===== Document passage =====
Lights came on in the light booth and there was Vassar again. She’s also on the light crew and presumably was making last-minute adjustments there as well.

They sat me at a chair out of the way and it was fun to observe my surroundings — walls covered with writing from various people over the past years in the Jean Henderson Performing Arts Center theater, each wall with a big “DO NOT PAINT” sign on it.

One wall is covered, all the way to the ceiling, with various chairs, which will hang there until they are needed. Shelving units are set aside for things like baskets of varying sizes or bottles, while a hanging shoe bag is used for smaller props.

Meanwhile, the actors started arriving backstage, and began getting out of their T-shirts and jeans and into costumes. The air-conditioning had gone out in the dressing rooms, so they could not close the doors and big fans blew air into the rooms.

“I’m not sure where we’re going to get the funds to fix it,” McCann said to me as she passed by.
To avoid crowding into the stuffy rooms, some of the actors were helping one another with costumes or makeup in the hallway.

Musicians started arriving at 1 p.m., including 88-year-old violinist Helen Mendel, who has been playing with DMTC for many years. Mendel chose not to climb all those stairs down into the orchestra pit, but took the small elevator. All the orchestra members volunteer their time and are “paid” a drink and a cookie at intermission.

The cast was called to the stage for the sound check. Some were doing individual vocalizations and then they did vocals in unison.
=====
### Task prompt
Extract the full backstage passage word for word. The data that comes next is separate material, unrelated to the backstage passage.
===== Listed records =====
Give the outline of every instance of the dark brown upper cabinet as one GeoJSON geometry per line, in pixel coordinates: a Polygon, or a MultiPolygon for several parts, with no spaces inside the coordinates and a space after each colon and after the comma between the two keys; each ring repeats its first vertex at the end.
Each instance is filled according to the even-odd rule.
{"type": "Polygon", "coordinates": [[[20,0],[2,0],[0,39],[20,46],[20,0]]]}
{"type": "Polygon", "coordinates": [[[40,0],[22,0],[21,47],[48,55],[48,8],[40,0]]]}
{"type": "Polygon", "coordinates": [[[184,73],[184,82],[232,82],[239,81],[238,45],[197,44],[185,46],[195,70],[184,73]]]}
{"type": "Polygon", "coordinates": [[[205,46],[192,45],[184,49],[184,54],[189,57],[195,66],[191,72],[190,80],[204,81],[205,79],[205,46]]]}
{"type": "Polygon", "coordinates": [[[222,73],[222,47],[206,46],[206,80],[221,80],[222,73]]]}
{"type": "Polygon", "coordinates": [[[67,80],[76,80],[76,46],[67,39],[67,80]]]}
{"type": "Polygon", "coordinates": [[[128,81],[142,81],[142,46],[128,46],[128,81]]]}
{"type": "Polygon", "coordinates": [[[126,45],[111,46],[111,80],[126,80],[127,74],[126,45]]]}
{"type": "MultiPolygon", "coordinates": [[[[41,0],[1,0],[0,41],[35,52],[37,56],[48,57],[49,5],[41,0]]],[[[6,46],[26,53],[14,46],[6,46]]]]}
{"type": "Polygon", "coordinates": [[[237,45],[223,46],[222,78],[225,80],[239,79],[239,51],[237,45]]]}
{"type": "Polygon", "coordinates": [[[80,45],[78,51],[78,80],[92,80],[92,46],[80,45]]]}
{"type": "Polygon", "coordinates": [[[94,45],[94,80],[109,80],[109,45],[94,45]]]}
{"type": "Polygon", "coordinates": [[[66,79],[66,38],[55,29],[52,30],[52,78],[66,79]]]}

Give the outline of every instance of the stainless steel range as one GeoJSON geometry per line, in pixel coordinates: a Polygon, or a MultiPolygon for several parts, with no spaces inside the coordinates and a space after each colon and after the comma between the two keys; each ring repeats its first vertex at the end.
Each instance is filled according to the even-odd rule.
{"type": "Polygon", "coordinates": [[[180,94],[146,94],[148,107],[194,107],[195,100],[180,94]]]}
=====
===== Listed records =====
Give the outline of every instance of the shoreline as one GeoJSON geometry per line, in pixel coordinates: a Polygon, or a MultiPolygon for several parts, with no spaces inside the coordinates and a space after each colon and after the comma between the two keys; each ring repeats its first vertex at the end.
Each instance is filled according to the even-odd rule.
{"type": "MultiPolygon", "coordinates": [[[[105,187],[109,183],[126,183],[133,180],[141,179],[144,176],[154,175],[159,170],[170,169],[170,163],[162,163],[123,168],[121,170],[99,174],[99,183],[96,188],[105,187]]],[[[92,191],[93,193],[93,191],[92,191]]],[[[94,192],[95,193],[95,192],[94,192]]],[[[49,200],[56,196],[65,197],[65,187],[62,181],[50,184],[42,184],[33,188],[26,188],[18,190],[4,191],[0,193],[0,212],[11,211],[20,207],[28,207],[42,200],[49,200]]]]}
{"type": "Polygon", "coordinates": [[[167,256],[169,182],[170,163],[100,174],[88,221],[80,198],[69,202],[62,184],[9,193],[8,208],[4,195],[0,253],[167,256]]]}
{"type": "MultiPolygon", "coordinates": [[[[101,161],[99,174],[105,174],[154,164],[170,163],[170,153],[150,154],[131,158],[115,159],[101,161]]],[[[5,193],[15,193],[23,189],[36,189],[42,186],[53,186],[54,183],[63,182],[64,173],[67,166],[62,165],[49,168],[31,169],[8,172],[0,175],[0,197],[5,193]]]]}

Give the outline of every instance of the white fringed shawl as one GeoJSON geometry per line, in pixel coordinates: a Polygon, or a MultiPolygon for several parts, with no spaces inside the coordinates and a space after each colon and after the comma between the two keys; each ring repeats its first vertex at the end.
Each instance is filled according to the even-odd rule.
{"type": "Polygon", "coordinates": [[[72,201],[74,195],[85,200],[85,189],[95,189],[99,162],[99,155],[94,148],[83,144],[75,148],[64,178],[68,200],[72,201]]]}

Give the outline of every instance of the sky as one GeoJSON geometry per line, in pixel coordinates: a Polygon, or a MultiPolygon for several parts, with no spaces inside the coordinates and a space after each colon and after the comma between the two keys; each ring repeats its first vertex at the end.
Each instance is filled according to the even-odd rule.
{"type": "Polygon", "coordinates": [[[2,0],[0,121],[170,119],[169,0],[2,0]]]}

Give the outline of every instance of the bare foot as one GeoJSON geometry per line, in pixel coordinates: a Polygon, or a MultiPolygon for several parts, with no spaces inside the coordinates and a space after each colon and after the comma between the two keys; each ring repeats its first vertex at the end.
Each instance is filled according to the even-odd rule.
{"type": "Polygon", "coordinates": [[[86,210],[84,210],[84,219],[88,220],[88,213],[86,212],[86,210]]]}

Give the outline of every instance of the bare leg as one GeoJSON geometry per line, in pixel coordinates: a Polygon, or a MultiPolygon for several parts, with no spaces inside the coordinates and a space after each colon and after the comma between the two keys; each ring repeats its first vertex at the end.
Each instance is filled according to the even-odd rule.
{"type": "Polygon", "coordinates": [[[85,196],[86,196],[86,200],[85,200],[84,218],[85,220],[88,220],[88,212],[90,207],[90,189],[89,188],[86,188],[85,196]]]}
=====
===== Listed records =====
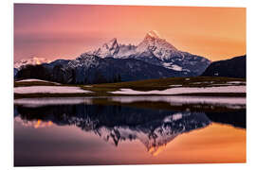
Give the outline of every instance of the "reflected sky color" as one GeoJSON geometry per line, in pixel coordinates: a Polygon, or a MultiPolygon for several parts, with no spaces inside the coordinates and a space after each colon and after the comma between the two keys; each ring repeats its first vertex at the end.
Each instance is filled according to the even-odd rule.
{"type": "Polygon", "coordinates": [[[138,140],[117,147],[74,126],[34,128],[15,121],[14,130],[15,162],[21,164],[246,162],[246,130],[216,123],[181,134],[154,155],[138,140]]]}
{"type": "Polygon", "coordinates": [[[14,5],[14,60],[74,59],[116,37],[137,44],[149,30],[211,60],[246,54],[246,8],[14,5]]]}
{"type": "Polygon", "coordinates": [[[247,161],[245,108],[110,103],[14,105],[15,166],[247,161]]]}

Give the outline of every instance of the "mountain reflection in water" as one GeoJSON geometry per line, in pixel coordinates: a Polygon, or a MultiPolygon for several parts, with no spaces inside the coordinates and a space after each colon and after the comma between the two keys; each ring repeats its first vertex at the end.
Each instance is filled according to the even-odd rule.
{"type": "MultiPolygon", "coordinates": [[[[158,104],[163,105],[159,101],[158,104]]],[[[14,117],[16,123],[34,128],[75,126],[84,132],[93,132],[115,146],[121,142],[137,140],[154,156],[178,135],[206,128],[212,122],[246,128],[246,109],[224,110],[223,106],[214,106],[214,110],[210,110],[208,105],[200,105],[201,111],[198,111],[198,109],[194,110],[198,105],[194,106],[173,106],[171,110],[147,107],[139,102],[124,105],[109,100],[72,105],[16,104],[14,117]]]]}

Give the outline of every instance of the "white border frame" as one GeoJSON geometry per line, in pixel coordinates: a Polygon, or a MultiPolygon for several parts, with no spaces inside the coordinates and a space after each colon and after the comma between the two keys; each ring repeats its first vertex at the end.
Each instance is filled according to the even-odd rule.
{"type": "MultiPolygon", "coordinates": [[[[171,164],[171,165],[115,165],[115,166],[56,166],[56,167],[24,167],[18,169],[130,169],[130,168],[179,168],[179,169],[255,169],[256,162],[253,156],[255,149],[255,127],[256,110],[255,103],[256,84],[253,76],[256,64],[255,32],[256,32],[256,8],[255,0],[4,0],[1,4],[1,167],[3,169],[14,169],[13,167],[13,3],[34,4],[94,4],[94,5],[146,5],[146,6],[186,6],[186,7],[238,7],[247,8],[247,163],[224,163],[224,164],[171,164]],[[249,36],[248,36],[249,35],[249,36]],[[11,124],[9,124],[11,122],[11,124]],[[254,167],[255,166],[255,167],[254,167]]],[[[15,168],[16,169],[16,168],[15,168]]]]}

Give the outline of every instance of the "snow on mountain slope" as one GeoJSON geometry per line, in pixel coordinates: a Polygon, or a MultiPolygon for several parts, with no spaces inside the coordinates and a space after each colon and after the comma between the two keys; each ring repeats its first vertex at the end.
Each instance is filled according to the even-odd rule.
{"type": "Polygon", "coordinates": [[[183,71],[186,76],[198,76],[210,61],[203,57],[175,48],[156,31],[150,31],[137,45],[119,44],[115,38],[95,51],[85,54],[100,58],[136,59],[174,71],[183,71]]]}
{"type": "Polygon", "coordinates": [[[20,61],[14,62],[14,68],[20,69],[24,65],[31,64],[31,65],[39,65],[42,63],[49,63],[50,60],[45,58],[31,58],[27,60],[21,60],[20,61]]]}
=====
### Task answer
Lights came on in the light booth and there was Vassar again. She’s also on the light crew and presumably was making last-minute adjustments there as well.

They sat me at a chair out of the way and it was fun to observe my surroundings — walls covered with writing from various people over the past years in the Jean Henderson Performing Arts Center theater, each wall with a big “DO NOT PAINT” sign on it.

One wall is covered, all the way to the ceiling, with various chairs, which will hang there until they are needed. Shelving units are set aside for things like baskets of varying sizes or bottles, while a hanging shoe bag is used for smaller props.

Meanwhile, the actors started arriving backstage, and began getting out of their T-shirts and jeans and into costumes. The air-conditioning had gone out in the dressing rooms, so they could not close the doors and big fans blew air into the rooms.

“I’m not sure where we’re going to get the funds to fix it,” McCann said to me as she passed by.
To avoid crowding into the stuffy rooms, some of the actors were helping one another with costumes or makeup in the hallway.

Musicians started arriving at 1 p.m., including 88-year-old violinist Helen Mendel, who has been playing with DMTC for many years. Mendel chose not to climb all those stairs down into the orchestra pit, but took the small elevator. All the orchestra members volunteer their time and are “paid” a drink and a cookie at intermission.

The cast was called to the stage for the sound check. Some were doing individual vocalizations and then they did vocals in unison.